◆ Items
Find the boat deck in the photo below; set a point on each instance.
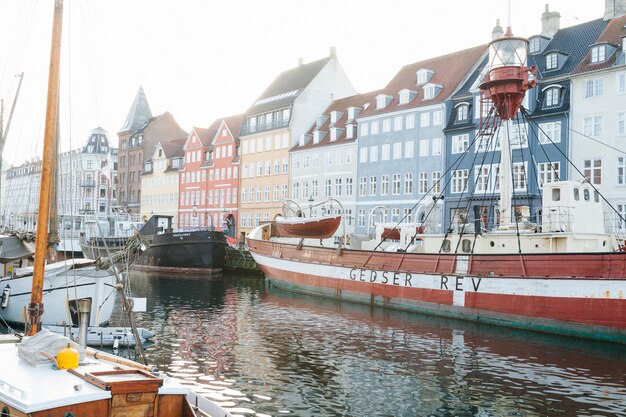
(31, 388)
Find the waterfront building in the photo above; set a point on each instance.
(598, 117)
(274, 124)
(539, 141)
(137, 140)
(222, 184)
(159, 180)
(192, 202)
(400, 159)
(323, 162)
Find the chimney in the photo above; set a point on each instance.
(497, 31)
(550, 22)
(614, 8)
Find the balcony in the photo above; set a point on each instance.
(264, 127)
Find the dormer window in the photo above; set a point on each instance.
(335, 116)
(552, 96)
(350, 131)
(353, 112)
(534, 45)
(406, 96)
(382, 101)
(431, 91)
(552, 61)
(423, 76)
(598, 54)
(462, 112)
(320, 120)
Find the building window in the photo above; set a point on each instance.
(550, 132)
(462, 113)
(408, 183)
(436, 181)
(592, 126)
(384, 185)
(373, 183)
(548, 172)
(621, 170)
(386, 148)
(408, 149)
(397, 123)
(621, 123)
(409, 121)
(460, 143)
(552, 61)
(396, 184)
(424, 147)
(594, 87)
(362, 186)
(436, 146)
(423, 183)
(459, 180)
(598, 54)
(552, 96)
(397, 150)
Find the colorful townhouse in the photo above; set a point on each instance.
(323, 162)
(138, 138)
(193, 180)
(222, 201)
(273, 125)
(598, 116)
(539, 137)
(400, 145)
(159, 180)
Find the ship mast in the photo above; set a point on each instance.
(35, 308)
(505, 85)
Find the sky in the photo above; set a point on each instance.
(204, 59)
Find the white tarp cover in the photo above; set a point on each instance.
(45, 341)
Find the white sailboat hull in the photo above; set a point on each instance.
(63, 286)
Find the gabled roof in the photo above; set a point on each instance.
(574, 42)
(612, 34)
(448, 72)
(173, 148)
(341, 105)
(138, 114)
(287, 86)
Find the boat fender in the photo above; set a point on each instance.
(68, 358)
(6, 293)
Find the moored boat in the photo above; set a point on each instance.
(561, 272)
(188, 251)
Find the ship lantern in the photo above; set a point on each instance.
(508, 77)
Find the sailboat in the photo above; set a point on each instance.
(564, 274)
(45, 374)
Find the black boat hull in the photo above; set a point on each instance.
(193, 251)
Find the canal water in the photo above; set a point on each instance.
(261, 351)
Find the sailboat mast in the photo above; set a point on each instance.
(35, 308)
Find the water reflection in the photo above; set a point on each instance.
(256, 349)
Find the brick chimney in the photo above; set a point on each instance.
(497, 31)
(550, 22)
(614, 8)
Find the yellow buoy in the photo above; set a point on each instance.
(67, 358)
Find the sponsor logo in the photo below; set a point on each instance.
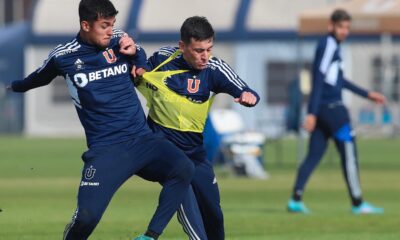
(89, 173)
(109, 55)
(193, 85)
(90, 184)
(82, 79)
(79, 64)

◆ What the task asks
Copy all of the data above word for word, leaving out the pictures.

◆ Response
Find the boat deck in the photo below; set a point on each instance.
(31, 388)
Find the waterfront building in the photo above; set a point on each instance.
(598, 117)
(274, 124)
(539, 141)
(137, 140)
(222, 184)
(159, 180)
(192, 202)
(400, 159)
(323, 162)
Find the chimney in the photo above; set a point on each instance.
(497, 31)
(550, 22)
(614, 8)
Find the balcony in the photo above; set a point on each instance.
(264, 127)
Find the dormer window in the photo above; set a point on each instance.
(335, 116)
(552, 96)
(350, 131)
(353, 112)
(534, 45)
(406, 96)
(382, 101)
(431, 91)
(552, 61)
(423, 76)
(598, 54)
(462, 112)
(320, 120)
Find the building window in the photo above; set a point on each instance.
(550, 132)
(462, 113)
(408, 183)
(436, 181)
(592, 126)
(384, 185)
(373, 183)
(548, 172)
(621, 170)
(386, 148)
(408, 149)
(397, 123)
(621, 123)
(409, 121)
(460, 143)
(552, 61)
(396, 184)
(424, 147)
(594, 87)
(362, 186)
(436, 146)
(423, 183)
(459, 180)
(598, 54)
(552, 96)
(397, 150)
Find the colorful townhouse in the photo above; set a point on each instance.
(323, 162)
(138, 138)
(193, 180)
(222, 201)
(273, 125)
(598, 116)
(539, 137)
(400, 145)
(159, 180)
Find the ship mast in the photo above; set a point on each instance.
(35, 308)
(505, 85)
Find the sky in the photo above; set a point on each instance.
(204, 59)
Find the white tarp cover in the photo above; set a point on each instance.
(45, 341)
Find the white sailboat hull in the photo above; set a point on each instance.
(63, 286)
Find the gabled roof in the photo above; set a point on each instance.
(574, 42)
(612, 34)
(448, 72)
(173, 148)
(341, 105)
(138, 114)
(287, 86)
Find the boat fender in the photo above; set a point on each instance.
(68, 358)
(6, 293)
Find the moored boat in the photo above; set a point on each instance.
(561, 272)
(188, 251)
Find the ship lantern in the photo above; set a point on each instance.
(508, 77)
Find the sailboat in the photo above; set a point on each instance.
(564, 274)
(45, 374)
Find the black boat hull in the photo above; set a point on each instance.
(193, 251)
Find the canal water in the photo above; set a point on each instance.
(261, 351)
Find the sailboat mast in the photo above; set a point on each instance.
(35, 308)
Find the water reflection in the photo above; set a point on each instance.
(256, 349)
Find the brick chimney in the photo above; set a point on each instance.
(497, 31)
(550, 22)
(614, 8)
Find the yellow buoy in the photo above; set a point on each instance.
(67, 358)
Find the sponsor logo in the photo below; set a point on each instance.
(89, 173)
(109, 55)
(193, 85)
(90, 184)
(82, 79)
(79, 64)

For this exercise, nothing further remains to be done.